**PROBLEM REQUIREMENTS:** For each line below, check for "wood"; give only the total of lines where it occurs.

**EXCERPTED DATA:**
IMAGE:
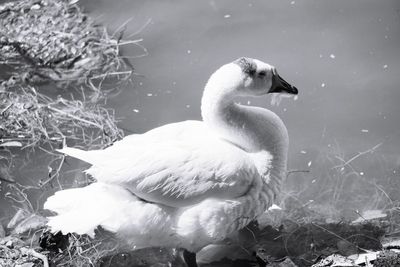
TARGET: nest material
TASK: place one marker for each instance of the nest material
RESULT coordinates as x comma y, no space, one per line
28,117
52,40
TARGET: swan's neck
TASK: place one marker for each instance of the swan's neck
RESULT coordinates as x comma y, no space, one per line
253,129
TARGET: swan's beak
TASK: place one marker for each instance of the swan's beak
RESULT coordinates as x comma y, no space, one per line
279,85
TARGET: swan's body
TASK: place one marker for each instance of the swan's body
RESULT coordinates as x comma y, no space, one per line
186,184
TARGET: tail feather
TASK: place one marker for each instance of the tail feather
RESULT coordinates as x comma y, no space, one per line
91,157
82,210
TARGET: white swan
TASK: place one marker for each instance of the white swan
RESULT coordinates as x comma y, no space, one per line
191,183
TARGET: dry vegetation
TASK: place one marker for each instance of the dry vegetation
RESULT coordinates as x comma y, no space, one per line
64,45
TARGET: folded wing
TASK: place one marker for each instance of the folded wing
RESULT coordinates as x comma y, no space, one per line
173,165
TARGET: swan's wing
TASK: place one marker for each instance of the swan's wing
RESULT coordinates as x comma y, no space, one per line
185,167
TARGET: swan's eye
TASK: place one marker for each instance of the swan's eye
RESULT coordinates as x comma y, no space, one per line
262,74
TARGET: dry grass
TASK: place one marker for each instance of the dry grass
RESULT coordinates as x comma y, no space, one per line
65,45
29,118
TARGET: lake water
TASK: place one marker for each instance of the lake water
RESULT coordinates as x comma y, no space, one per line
342,55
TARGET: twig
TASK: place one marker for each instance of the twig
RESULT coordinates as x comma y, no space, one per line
56,173
359,154
29,251
296,171
338,236
74,117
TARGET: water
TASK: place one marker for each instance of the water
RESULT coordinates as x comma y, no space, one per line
342,55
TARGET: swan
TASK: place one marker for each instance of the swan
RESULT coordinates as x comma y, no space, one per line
186,184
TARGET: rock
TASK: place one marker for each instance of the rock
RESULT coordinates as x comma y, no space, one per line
33,222
9,244
19,216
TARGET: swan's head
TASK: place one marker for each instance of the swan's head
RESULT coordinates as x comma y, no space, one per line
254,78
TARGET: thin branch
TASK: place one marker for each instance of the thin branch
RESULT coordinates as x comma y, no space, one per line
359,154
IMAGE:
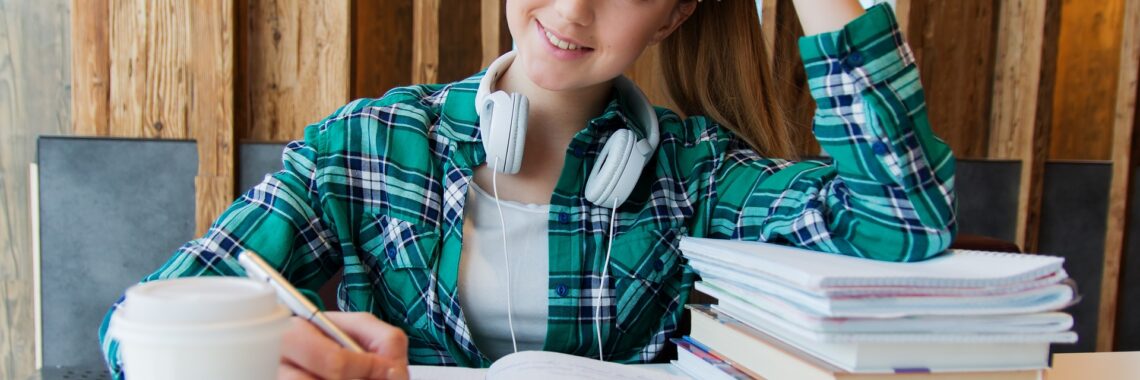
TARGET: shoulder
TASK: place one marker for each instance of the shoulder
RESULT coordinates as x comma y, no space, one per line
691,131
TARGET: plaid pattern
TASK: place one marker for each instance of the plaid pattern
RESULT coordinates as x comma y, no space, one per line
379,187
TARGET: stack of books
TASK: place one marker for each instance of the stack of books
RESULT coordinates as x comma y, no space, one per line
787,313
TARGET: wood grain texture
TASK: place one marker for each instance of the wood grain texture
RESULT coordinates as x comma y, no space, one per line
791,80
1088,62
953,42
490,15
381,46
212,107
34,96
646,73
149,69
1124,123
293,67
461,51
425,41
768,13
90,67
1024,73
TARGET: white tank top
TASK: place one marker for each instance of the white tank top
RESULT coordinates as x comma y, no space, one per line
482,273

**TASK RESULT:** 2